# What's your biggest blackwater river largemouth?



## fishallyear (Oct 24, 2007)

Well, I'm already lookin forward to those prespawn bass! here's my best blackwater bass to date.. 8.5lbs.. not a record breaker, but a heckuva bass for blackwater river. Got her back in early April, 2013. what's yours?


----------



## jcoss15 (Oct 11, 2010)

7.9 lbs from yellow river back in 2005, I have only caught one over 5 lbs since then. Big bass are hard to come by on our rivers... Your 8.5 is a hoss!

Just realized you said Blackwater...that would be about 3 lbs for me then.


----------



## Jason (Oct 2, 2007)

About 3..... wahhh wahhh hahahaha


----------



## Buckchaser (Jan 28, 2014)

9.5 lbs 2012 in May on bw


----------



## Buckchaser (Jan 28, 2014)

I caught a 6 the next morning. It was the best blackwater wknd I've ever had


----------



## Buckchaser (Jan 28, 2014)

Pics of the 6 and a 3 the next morning on back to back cast


----------



## Buckchaser (Jan 28, 2014)

My second biggest bw 8 lbs in June of this year


----------



## fishallyear (Oct 24, 2007)

● Data listing:

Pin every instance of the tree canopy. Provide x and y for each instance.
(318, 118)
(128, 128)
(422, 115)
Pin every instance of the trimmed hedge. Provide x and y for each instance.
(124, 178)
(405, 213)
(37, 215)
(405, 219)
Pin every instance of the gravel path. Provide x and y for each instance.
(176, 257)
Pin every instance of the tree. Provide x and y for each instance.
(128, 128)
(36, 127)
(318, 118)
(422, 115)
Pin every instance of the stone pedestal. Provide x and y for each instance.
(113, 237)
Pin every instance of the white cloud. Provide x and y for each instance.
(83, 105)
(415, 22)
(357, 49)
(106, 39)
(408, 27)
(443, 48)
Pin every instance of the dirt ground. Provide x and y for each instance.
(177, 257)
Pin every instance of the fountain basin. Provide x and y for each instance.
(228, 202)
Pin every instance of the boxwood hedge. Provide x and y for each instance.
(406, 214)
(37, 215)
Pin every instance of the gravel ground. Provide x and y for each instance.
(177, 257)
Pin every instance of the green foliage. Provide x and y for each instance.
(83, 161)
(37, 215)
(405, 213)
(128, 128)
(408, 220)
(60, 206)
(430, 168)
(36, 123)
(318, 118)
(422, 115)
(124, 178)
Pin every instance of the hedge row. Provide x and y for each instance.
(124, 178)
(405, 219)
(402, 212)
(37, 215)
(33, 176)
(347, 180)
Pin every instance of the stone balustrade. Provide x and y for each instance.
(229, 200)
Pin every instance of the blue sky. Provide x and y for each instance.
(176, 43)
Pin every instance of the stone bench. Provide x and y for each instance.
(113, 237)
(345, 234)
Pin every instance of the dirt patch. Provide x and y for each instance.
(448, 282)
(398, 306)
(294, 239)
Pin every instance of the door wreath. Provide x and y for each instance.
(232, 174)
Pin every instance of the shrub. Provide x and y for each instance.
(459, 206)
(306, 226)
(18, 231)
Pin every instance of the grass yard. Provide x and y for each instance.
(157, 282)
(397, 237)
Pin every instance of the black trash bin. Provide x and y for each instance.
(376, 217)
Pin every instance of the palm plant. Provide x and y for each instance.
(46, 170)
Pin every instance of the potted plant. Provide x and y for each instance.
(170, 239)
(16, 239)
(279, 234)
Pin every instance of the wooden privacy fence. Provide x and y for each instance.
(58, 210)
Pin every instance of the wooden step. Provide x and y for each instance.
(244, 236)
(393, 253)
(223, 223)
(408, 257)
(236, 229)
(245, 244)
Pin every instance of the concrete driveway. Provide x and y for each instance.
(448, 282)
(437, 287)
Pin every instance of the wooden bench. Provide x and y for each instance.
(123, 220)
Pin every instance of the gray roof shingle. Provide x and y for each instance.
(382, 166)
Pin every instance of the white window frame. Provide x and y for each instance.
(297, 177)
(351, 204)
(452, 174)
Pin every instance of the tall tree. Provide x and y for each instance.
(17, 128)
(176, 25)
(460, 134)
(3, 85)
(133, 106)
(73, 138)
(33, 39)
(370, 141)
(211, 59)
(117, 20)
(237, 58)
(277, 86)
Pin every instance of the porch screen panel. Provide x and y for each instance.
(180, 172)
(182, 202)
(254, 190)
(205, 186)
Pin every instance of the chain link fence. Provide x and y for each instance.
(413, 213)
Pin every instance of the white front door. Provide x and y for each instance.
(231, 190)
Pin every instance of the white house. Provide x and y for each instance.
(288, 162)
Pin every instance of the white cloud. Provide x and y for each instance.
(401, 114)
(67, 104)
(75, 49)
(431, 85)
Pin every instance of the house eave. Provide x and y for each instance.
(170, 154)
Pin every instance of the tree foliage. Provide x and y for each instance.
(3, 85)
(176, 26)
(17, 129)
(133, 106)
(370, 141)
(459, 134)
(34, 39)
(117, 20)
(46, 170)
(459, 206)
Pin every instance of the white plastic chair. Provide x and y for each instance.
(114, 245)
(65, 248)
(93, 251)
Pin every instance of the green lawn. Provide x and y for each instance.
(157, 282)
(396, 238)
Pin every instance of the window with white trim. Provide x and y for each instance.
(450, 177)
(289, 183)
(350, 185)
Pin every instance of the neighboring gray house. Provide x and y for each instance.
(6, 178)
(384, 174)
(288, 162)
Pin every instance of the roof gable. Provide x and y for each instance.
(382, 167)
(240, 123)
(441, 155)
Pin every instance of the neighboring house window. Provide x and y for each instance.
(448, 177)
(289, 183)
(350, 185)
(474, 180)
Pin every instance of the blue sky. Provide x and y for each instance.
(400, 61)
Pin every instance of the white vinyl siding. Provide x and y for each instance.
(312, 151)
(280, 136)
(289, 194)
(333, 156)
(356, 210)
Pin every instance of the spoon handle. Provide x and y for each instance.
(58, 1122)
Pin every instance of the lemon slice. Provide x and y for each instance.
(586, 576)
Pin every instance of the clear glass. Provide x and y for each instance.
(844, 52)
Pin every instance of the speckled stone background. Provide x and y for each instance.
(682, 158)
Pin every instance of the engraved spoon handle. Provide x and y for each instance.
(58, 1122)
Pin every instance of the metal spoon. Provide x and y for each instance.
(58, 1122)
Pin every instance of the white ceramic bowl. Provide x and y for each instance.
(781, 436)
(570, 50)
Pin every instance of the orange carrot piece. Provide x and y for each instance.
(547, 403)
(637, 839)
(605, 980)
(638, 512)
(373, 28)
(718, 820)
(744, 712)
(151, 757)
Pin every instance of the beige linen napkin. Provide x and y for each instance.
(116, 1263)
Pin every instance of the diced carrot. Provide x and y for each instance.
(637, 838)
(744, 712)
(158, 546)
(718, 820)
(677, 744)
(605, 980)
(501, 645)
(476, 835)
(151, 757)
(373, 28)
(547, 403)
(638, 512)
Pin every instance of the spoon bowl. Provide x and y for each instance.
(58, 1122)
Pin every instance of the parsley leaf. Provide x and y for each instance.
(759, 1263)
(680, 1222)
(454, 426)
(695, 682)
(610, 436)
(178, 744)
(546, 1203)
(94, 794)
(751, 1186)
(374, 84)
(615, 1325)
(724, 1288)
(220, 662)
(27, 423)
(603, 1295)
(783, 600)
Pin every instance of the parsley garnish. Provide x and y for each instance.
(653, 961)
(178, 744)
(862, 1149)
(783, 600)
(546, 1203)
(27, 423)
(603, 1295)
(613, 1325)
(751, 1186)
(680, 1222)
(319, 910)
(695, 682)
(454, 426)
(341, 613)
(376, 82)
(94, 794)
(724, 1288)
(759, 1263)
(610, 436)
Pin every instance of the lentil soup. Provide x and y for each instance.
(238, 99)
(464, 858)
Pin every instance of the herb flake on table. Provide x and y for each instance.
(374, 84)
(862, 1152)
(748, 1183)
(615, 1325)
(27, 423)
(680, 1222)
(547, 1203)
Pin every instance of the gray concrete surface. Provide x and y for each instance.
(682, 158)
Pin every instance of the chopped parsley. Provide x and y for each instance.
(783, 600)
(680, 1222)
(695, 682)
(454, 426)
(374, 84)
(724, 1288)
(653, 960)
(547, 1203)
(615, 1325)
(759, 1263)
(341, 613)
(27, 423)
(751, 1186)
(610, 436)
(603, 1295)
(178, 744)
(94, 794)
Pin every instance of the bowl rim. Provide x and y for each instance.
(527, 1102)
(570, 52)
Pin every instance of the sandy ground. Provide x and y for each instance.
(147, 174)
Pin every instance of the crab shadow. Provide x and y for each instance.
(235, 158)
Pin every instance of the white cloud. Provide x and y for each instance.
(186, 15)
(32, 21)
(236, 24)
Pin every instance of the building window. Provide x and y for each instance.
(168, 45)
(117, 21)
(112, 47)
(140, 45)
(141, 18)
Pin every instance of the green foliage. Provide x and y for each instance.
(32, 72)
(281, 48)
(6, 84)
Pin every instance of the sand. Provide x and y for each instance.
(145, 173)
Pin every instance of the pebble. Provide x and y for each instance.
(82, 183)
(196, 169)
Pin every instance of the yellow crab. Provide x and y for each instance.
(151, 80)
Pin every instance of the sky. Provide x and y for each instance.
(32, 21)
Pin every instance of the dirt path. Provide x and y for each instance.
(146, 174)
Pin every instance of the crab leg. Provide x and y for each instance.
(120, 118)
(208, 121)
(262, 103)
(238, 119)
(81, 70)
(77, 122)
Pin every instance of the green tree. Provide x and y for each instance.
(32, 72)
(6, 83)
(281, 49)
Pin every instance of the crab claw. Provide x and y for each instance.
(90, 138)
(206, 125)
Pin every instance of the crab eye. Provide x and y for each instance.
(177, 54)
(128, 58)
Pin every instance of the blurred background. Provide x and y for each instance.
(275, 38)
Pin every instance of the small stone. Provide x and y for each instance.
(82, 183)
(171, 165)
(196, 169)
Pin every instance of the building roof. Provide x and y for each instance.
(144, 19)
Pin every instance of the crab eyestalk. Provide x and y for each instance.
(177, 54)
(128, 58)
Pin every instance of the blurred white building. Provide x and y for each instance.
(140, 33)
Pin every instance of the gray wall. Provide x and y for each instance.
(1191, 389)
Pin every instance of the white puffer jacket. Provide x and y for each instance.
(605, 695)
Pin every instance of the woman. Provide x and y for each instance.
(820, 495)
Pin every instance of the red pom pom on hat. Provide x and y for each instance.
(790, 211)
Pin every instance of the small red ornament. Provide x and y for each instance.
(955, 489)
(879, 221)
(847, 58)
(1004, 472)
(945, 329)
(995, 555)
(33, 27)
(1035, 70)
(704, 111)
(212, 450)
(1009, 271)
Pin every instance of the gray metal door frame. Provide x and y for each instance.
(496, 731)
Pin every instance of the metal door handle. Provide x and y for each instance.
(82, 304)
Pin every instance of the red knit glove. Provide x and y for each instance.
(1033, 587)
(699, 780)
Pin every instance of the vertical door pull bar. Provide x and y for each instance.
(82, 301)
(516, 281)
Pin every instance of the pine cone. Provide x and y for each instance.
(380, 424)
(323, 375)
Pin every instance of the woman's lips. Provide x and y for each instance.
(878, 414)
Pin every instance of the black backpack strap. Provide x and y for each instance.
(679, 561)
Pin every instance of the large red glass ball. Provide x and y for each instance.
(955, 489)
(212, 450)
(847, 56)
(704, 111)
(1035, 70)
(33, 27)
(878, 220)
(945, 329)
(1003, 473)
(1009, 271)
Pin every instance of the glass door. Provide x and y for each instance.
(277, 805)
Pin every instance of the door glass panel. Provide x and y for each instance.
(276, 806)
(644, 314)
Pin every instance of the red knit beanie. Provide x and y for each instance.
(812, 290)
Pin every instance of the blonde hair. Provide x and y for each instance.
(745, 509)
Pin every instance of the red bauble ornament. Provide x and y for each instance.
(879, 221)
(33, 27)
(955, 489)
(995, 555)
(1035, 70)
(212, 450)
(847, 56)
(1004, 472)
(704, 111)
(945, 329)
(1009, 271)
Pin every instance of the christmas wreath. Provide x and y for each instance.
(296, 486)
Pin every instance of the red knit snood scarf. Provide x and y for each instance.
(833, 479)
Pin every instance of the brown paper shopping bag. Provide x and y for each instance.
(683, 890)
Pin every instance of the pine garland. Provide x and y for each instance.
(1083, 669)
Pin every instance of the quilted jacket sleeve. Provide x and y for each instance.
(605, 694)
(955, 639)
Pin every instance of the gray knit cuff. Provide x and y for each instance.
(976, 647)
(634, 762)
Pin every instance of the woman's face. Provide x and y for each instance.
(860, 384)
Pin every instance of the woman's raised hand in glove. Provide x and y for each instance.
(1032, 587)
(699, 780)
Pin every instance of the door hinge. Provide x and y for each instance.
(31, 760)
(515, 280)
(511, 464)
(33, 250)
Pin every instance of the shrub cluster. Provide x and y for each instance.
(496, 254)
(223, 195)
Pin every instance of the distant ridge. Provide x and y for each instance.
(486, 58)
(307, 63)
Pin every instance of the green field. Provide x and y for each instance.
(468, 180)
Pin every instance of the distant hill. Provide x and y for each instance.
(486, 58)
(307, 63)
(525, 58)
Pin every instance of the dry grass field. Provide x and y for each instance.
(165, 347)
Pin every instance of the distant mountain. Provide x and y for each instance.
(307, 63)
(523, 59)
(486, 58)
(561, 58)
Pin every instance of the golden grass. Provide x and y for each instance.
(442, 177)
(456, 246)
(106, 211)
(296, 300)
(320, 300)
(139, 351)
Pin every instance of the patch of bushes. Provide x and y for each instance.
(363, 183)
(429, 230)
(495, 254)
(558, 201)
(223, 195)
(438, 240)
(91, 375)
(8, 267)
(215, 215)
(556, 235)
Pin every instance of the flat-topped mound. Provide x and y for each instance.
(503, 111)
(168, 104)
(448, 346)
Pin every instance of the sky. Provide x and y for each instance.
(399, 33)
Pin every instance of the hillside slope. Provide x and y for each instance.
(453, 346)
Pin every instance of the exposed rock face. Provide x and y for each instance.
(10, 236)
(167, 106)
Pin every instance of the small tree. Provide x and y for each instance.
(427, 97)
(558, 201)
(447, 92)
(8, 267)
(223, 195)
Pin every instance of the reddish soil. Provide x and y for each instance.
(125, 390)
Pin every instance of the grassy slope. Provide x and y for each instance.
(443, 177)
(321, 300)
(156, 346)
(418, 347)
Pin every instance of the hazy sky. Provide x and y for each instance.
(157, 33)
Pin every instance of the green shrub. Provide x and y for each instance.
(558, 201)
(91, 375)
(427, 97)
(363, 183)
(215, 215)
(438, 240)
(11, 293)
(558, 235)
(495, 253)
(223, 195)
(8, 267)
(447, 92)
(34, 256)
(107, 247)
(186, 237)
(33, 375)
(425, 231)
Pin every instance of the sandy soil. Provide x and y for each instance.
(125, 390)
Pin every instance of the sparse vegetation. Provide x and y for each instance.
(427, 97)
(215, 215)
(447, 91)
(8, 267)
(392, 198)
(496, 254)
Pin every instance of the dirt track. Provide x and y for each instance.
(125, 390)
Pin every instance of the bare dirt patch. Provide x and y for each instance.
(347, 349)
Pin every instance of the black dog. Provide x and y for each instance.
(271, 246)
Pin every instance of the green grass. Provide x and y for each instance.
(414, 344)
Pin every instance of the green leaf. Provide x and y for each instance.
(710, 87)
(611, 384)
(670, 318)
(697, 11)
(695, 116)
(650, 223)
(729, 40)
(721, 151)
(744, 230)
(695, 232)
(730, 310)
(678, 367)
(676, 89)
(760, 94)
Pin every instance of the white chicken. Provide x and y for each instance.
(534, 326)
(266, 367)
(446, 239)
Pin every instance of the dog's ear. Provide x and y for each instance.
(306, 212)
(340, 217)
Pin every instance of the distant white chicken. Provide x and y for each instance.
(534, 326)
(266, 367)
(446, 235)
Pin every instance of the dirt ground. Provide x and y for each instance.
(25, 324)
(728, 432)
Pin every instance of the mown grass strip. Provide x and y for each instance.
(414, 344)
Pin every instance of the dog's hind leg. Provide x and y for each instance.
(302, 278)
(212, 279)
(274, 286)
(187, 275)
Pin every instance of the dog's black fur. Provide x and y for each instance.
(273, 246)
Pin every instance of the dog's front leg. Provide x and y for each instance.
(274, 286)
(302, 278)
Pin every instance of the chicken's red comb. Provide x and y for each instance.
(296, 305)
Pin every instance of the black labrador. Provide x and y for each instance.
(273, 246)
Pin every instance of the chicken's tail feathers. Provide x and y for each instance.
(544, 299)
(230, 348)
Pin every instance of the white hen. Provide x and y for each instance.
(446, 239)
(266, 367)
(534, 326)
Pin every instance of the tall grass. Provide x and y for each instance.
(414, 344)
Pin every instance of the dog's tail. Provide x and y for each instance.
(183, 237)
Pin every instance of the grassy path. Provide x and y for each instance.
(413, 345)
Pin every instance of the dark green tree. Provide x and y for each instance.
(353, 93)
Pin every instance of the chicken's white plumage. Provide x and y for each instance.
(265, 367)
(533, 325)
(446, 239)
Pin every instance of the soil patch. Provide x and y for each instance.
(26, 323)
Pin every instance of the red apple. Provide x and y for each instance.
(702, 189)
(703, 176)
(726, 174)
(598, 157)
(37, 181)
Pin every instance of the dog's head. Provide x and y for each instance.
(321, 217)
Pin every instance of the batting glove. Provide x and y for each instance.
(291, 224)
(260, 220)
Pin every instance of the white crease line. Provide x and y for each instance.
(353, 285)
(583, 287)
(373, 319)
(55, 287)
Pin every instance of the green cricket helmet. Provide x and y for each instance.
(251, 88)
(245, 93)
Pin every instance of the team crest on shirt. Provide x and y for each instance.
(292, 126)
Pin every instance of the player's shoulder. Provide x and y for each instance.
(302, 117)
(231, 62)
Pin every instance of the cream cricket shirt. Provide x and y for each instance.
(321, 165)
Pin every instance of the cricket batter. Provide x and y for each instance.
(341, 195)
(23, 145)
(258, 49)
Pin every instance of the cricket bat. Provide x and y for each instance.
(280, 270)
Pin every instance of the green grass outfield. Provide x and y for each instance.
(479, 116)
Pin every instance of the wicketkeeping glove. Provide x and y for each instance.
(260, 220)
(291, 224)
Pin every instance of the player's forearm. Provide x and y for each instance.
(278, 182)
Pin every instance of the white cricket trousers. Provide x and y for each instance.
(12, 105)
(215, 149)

● Exercise details: Copy the whole thread about the biggest blackwater river largemouth, word for word. The listing comes from a separate source, unrelated to the thread.

● Full solution:
# What's your biggest blackwater river largemouth?



## fishallyear (Oct 24, 2007)

Well, I'm already lookin forward to those prespawn bass! here's my best blackwater bass to date.. 8.5lbs.. not a record breaker, but a heckuva bass for blackwater river. Got her back in early April, 2013. what's yours?


----------



## jcoss15 (Oct 11, 2010)

7.9 lbs from yellow river back in 2005, I have only caught one over 5 lbs since then. Big bass are hard to come by on our rivers... Your 8.5 is a hoss!

Just realized you said Blackwater...that would be about 3 lbs for me then.


----------



## Jason (Oct 2, 2007)

About 3..... wahhh wahhh hahahaha


----------



## Buckchaser (Jan 28, 2014)

9.5 lbs 2012 in May on bw


----------



## Buckchaser (Jan 28, 2014)

I caught a 6 the next morning. It was the best blackwater wknd I've ever had


----------



## Buckchaser (Jan 28, 2014)

Pics of the 6 and a 3 the next morning on back to back cast


----------



## Buckchaser (Jan 28, 2014)

My second biggest bw 8 lbs in June of this year


----------



## fishallyear (Oct 24, 2007)